Starting at the line containing "Target: tank top strap" and ending at the line containing "formatted like [918,273].", print every line of the material below exactly, both ends included, and stop there.

## AVAILABLE DATA:
[Start of Attachment]
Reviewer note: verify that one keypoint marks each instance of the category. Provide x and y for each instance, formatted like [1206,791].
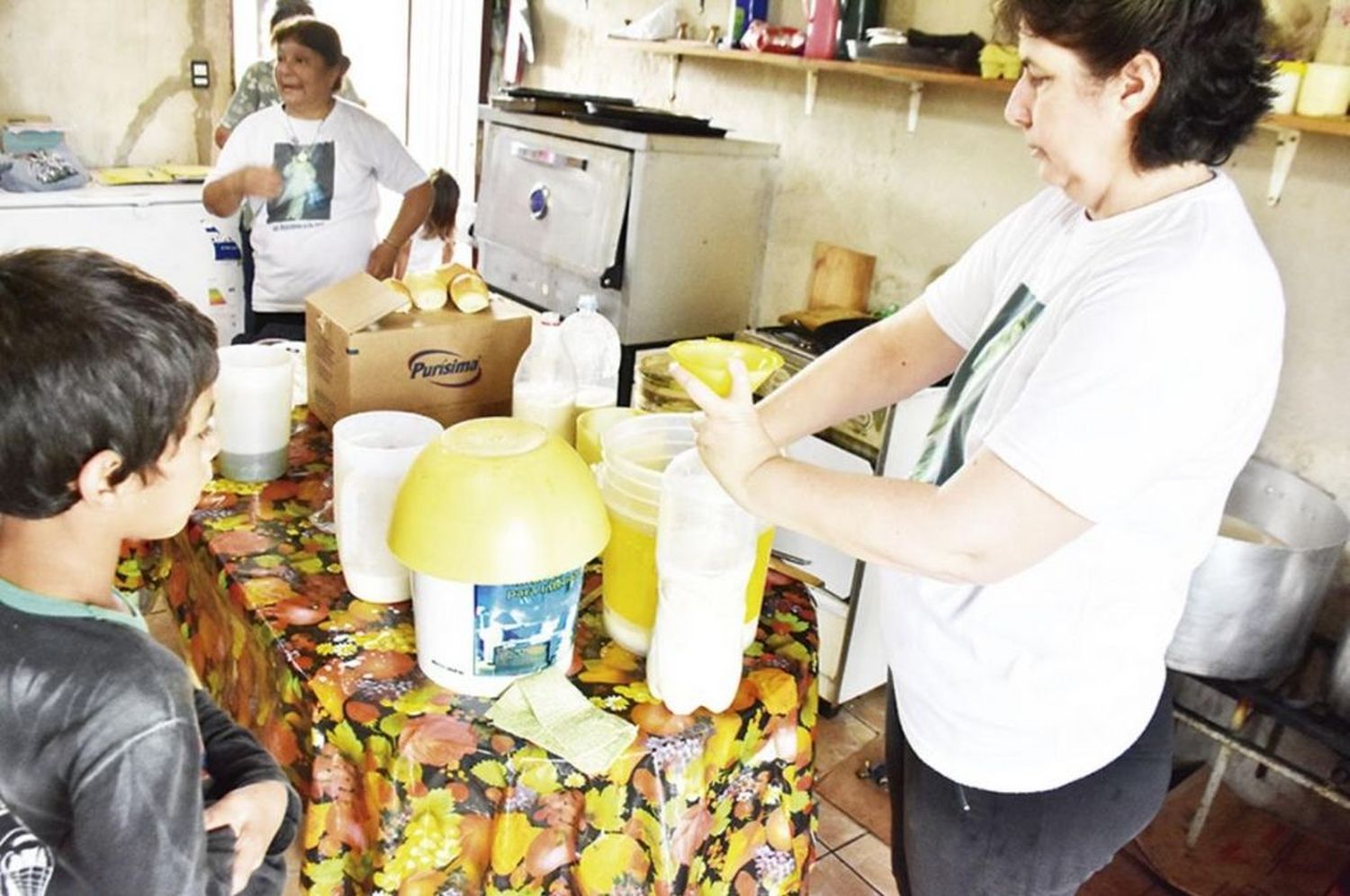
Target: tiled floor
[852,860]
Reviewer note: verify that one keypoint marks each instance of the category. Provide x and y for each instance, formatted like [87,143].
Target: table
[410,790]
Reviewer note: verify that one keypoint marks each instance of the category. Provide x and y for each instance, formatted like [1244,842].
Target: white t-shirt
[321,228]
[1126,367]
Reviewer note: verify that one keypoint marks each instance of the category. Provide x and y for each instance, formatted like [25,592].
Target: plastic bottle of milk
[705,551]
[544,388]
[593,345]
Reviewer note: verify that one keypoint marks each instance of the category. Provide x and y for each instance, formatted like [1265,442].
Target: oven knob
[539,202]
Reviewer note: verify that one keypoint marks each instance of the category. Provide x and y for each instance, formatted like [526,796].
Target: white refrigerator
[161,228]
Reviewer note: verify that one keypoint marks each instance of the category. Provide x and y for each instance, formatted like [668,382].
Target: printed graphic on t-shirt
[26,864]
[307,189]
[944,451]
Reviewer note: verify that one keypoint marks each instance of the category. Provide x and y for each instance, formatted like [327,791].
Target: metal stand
[End of Attachment]
[Start of Attachment]
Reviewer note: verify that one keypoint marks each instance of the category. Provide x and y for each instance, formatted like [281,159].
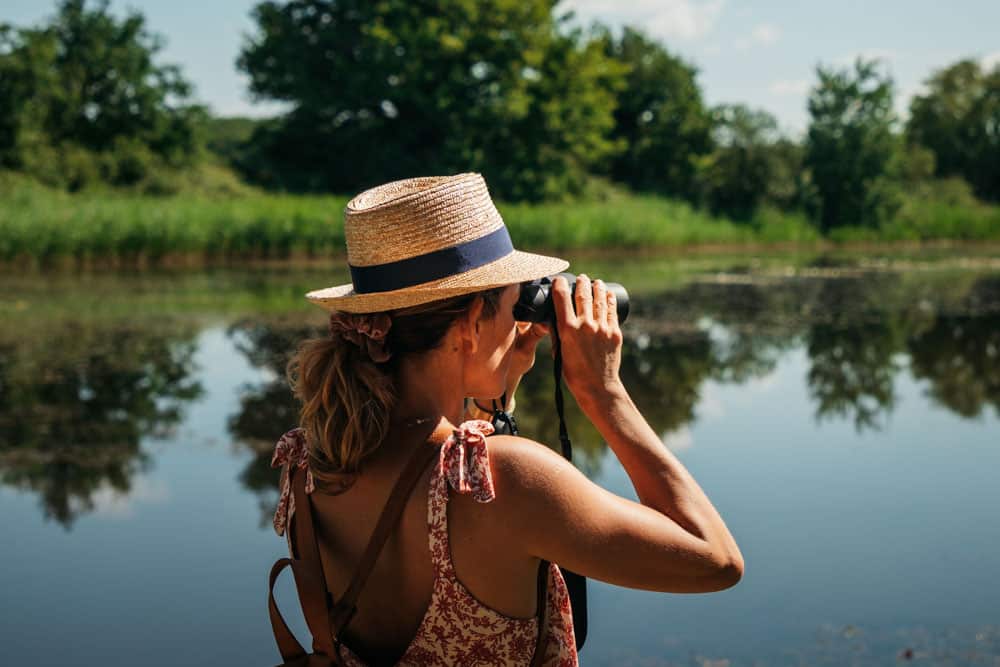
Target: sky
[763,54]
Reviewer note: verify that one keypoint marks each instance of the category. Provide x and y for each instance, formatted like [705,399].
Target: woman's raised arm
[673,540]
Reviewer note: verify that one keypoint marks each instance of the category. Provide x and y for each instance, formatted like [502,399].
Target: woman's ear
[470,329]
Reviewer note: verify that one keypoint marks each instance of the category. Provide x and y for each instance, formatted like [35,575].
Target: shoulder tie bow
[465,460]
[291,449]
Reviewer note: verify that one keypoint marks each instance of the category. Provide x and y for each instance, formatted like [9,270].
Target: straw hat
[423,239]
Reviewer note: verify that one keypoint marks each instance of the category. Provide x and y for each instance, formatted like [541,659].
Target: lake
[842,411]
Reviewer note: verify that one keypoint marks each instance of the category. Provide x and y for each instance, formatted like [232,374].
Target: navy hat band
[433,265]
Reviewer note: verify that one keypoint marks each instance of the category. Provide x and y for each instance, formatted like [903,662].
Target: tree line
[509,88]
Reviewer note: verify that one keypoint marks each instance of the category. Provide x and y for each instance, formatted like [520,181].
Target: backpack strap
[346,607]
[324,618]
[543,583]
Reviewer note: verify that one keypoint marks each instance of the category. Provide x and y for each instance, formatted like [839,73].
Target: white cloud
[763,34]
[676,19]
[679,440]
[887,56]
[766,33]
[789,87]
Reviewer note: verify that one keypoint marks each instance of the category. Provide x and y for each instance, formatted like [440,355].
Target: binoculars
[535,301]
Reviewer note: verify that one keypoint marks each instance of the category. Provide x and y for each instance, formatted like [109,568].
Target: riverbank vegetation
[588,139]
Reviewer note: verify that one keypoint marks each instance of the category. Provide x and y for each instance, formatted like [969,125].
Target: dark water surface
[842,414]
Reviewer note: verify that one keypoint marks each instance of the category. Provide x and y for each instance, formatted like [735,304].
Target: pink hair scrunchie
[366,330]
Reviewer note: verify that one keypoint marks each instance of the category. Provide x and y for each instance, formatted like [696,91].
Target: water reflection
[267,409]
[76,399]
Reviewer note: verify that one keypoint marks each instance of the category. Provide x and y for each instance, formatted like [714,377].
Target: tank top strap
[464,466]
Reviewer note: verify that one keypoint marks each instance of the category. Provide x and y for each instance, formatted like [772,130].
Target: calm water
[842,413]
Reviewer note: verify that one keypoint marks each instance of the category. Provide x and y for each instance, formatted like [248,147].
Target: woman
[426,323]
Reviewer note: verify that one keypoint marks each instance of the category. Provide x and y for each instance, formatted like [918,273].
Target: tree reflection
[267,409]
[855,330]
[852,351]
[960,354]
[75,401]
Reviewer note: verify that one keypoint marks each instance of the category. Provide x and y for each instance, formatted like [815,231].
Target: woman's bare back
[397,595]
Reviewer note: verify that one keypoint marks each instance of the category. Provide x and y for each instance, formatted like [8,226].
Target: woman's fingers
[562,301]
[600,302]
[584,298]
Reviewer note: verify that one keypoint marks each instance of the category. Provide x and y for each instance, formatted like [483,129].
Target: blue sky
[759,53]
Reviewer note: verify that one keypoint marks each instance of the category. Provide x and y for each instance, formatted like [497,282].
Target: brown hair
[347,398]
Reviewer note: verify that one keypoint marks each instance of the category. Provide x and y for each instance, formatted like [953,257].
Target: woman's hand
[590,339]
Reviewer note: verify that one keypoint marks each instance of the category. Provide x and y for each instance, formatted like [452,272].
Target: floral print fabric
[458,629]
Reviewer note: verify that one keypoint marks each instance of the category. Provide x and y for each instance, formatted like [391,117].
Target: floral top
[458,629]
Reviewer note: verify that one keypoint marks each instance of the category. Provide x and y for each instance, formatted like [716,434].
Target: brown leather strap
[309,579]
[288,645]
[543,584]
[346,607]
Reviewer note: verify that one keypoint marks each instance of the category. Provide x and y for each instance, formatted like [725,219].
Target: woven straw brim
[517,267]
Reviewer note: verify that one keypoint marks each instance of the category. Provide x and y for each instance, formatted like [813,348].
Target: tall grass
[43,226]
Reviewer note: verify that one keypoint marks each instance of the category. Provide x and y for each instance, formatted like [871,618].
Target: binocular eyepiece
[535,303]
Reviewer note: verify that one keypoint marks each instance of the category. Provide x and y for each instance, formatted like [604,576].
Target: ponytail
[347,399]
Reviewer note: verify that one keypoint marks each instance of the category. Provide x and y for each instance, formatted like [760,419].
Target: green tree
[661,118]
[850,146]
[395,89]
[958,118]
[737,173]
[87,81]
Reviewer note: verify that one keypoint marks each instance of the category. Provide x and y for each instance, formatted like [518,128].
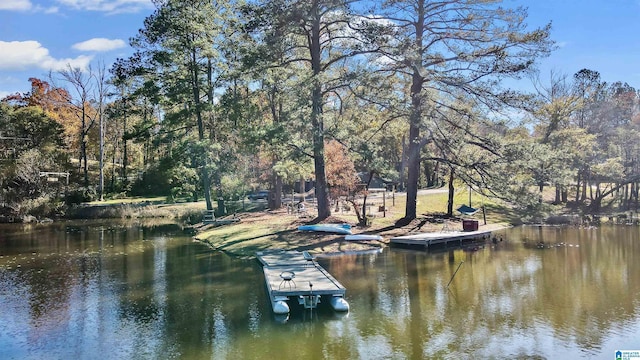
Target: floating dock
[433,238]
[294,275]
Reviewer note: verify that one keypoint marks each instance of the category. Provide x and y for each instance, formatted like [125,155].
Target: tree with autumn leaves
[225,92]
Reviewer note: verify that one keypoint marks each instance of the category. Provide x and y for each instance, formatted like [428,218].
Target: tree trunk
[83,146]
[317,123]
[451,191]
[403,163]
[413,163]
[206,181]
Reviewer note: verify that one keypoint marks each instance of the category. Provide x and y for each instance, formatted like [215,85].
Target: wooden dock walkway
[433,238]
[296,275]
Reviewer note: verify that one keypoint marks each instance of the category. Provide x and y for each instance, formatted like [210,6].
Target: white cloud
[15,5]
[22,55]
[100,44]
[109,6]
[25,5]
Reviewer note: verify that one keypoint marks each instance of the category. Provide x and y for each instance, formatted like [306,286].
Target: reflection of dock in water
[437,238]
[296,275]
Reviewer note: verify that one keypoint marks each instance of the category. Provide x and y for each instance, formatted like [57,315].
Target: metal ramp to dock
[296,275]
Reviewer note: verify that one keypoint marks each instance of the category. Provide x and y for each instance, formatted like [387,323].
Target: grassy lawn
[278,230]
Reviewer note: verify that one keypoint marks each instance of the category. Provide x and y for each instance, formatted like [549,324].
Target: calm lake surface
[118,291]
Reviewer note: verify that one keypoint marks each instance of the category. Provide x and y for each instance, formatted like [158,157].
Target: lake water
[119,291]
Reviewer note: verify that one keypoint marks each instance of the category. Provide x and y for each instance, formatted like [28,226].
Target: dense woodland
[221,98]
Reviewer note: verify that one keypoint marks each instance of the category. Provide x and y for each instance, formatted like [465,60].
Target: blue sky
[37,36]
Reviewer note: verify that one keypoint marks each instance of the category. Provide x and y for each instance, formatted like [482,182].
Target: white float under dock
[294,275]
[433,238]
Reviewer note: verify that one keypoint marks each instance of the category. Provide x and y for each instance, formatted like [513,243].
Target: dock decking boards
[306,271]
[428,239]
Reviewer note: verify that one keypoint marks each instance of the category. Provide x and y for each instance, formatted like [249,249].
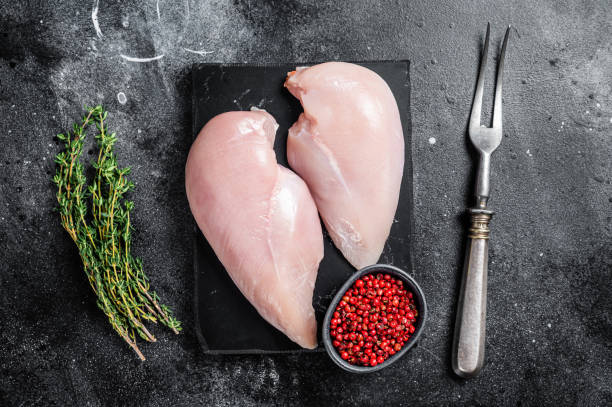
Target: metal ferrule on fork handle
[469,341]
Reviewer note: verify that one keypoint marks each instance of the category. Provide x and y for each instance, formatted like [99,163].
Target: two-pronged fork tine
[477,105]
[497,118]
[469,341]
[End of Attachment]
[Start of Attachment]
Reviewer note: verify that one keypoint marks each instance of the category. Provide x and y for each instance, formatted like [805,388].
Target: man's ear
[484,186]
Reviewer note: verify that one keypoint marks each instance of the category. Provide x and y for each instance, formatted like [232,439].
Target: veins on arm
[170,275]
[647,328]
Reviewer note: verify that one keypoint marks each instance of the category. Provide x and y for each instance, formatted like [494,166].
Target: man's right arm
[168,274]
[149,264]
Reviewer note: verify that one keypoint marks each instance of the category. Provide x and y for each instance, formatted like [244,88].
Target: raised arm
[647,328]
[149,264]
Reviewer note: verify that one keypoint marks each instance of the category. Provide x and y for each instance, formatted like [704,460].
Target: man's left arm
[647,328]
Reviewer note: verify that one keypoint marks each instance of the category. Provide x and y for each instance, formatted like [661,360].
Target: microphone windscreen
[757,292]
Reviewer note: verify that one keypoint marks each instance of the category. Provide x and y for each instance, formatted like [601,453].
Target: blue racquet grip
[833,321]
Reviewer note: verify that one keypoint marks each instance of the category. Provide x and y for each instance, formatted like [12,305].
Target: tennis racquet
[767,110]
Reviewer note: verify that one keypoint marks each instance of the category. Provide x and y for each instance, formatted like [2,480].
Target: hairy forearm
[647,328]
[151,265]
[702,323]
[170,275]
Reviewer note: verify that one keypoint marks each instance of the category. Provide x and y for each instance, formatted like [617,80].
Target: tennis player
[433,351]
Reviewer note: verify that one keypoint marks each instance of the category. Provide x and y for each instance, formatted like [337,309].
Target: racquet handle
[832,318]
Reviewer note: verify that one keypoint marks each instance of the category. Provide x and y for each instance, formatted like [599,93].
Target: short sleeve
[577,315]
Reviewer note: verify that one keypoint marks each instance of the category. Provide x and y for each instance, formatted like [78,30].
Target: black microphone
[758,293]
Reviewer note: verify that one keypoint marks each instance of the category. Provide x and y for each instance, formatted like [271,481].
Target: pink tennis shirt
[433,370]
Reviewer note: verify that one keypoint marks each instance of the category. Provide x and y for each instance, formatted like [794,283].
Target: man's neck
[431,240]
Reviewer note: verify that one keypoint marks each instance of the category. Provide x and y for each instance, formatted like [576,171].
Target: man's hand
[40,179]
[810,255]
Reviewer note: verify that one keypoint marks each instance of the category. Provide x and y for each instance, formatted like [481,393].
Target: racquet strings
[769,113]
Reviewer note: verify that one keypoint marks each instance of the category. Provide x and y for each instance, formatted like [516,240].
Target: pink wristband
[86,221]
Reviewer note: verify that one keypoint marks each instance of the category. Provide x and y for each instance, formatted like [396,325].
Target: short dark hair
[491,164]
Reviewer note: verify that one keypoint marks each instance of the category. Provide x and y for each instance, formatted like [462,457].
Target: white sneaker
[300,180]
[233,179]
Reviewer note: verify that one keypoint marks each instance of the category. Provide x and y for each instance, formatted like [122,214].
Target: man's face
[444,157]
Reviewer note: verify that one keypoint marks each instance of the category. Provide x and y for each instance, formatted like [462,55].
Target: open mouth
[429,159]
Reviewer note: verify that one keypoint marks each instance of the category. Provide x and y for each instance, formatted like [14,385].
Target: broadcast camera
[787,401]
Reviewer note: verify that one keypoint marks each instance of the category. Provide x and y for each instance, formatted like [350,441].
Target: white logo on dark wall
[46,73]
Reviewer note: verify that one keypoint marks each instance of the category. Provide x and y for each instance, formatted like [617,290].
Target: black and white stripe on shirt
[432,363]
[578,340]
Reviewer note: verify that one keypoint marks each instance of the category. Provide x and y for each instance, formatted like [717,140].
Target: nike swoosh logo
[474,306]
[End of Attachment]
## ANSWER BOX:
Target: tank top strap
[464,466]
Reviewer note: verify that one keypoint marks each instance of the category. Provide x and y for each instance, formatted like [772,130].
Target: calm water
[842,413]
Reviewer note: verify that one keypoint marks each instance of the category. Provide x and y for each instance, formatted like [248,147].
Target: woman
[426,323]
Reviewer note: verify that one keypoint marks each instance of the category. Provide x and y for each instance, formatted like [918,273].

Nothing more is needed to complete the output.